▶ _WHAT YOU SHOULD DO_: In this exercise, retype exactly and only the lines from the top of the entries below through the line that holds "Category: large gray boulder", omitting pictures.

Point-per-instance localization data:
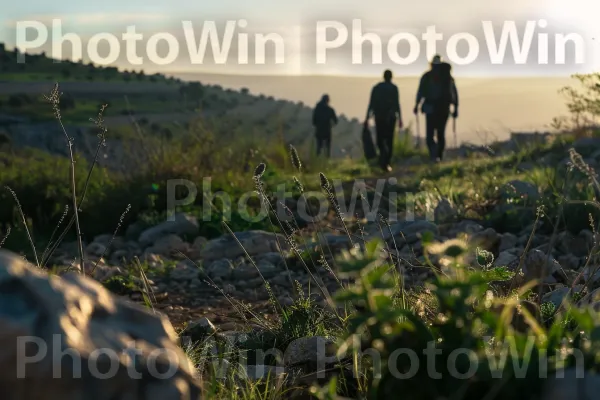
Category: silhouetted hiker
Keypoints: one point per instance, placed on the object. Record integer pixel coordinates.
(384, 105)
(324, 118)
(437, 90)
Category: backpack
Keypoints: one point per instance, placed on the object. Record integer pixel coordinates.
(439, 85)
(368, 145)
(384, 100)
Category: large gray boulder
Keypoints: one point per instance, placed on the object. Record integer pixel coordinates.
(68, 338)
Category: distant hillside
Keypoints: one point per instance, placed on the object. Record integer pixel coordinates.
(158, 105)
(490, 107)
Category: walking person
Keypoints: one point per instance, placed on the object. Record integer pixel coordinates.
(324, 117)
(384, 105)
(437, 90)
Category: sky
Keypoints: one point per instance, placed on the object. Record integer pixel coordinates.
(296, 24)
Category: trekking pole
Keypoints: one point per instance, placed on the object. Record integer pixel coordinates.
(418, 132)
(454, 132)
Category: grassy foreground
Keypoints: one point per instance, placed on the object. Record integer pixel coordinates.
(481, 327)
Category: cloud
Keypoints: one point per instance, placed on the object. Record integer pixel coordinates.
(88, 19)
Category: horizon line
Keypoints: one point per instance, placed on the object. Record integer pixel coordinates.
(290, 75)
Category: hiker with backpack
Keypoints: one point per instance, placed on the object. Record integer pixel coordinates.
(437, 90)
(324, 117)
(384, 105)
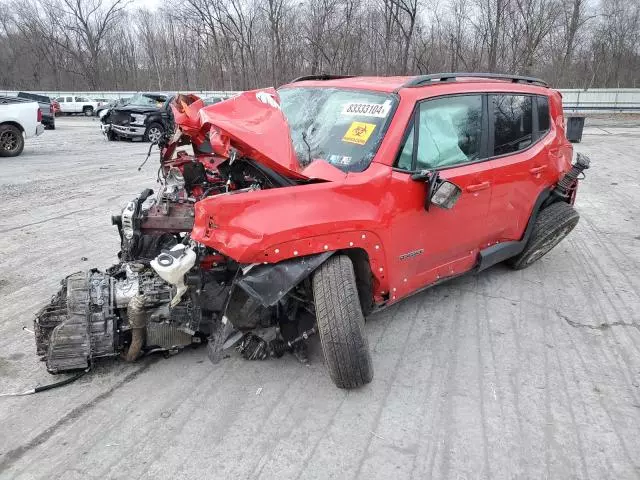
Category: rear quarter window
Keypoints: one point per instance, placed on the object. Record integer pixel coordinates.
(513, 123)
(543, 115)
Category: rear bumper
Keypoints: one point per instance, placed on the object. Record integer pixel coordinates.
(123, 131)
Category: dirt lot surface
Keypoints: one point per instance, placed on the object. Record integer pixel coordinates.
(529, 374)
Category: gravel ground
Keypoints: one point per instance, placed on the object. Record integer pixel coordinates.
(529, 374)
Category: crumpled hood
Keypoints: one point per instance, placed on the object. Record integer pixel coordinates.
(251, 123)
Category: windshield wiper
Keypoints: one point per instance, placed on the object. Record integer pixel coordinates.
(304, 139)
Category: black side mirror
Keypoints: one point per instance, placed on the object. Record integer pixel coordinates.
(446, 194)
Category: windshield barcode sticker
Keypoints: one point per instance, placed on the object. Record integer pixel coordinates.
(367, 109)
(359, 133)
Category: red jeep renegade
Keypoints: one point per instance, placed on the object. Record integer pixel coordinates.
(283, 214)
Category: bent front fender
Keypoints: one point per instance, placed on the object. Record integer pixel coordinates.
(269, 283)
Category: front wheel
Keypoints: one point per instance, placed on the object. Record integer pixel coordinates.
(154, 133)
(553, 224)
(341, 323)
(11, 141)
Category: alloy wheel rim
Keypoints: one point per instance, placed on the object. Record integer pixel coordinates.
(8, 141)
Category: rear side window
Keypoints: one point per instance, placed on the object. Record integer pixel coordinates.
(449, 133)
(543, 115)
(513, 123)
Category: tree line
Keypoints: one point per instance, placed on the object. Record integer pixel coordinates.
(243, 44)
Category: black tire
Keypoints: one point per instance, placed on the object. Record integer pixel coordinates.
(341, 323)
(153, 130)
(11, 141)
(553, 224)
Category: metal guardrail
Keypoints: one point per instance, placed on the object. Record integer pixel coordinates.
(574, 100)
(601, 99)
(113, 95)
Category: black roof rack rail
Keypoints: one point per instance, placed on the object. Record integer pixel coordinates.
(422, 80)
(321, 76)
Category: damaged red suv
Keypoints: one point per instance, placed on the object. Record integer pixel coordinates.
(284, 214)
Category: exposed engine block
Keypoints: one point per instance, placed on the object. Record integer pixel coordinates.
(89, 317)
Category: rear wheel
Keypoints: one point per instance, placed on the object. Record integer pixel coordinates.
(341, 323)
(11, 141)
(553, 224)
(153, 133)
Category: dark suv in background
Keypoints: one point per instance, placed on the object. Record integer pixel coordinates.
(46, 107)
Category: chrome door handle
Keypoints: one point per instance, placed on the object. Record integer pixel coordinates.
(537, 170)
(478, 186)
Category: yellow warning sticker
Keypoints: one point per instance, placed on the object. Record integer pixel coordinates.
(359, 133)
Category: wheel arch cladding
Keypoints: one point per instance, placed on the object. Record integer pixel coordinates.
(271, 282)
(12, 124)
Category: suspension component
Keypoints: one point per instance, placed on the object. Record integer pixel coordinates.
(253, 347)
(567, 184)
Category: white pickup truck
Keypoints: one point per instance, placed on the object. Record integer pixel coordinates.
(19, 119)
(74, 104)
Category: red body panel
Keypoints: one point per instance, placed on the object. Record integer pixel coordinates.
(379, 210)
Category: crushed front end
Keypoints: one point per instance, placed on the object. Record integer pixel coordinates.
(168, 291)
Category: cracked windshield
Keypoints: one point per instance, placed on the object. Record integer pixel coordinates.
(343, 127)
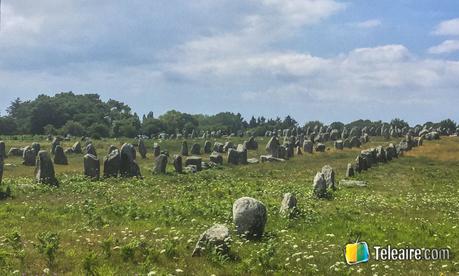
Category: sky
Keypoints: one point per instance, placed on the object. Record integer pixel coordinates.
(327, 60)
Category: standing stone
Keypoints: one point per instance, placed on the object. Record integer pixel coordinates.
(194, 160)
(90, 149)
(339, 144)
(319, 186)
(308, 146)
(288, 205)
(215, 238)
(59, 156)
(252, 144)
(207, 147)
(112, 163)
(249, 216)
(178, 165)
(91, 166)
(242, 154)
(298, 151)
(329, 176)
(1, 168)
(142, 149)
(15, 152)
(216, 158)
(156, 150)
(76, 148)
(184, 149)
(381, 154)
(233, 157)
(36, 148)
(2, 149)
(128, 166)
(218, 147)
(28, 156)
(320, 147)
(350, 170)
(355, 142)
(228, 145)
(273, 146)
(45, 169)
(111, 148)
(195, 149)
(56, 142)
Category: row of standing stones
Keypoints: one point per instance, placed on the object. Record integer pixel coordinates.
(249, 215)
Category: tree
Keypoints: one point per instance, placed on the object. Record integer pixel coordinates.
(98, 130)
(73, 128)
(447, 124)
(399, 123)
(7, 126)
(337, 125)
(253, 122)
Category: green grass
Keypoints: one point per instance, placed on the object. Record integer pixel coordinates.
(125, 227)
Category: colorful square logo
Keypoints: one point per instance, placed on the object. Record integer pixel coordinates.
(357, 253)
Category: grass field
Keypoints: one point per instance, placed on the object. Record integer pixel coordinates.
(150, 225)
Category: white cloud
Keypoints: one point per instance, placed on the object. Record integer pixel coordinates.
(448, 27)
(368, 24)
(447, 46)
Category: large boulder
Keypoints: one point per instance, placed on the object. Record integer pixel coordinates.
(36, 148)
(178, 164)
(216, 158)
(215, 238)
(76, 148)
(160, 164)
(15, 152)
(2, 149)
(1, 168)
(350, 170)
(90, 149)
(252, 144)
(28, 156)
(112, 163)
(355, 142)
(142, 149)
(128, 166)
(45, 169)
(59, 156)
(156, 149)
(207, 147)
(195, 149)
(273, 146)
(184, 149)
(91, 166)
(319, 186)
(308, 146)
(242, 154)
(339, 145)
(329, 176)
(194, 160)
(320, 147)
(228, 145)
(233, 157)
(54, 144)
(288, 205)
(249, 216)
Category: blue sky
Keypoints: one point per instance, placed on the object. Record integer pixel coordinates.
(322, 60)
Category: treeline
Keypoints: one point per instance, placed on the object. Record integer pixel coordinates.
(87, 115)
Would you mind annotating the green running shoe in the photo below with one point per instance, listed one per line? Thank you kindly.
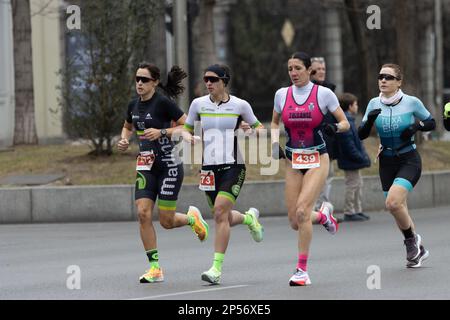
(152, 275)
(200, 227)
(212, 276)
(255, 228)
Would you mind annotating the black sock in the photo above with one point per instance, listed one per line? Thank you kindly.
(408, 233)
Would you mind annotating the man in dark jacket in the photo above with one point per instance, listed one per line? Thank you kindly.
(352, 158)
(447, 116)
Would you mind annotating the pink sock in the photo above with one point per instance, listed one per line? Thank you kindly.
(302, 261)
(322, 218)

▶ _OUTPUT OF THE TASK_:
Category: silhouetted hiker
Keypoints: one point per instance, placed on the object. Record integer pixel coordinates.
(384, 105)
(324, 118)
(437, 90)
Category: backpack
Keypoints: one point per instance, placed on the object. Record integer pixel coordinates.
(439, 85)
(368, 145)
(384, 100)
Category: large gray boulder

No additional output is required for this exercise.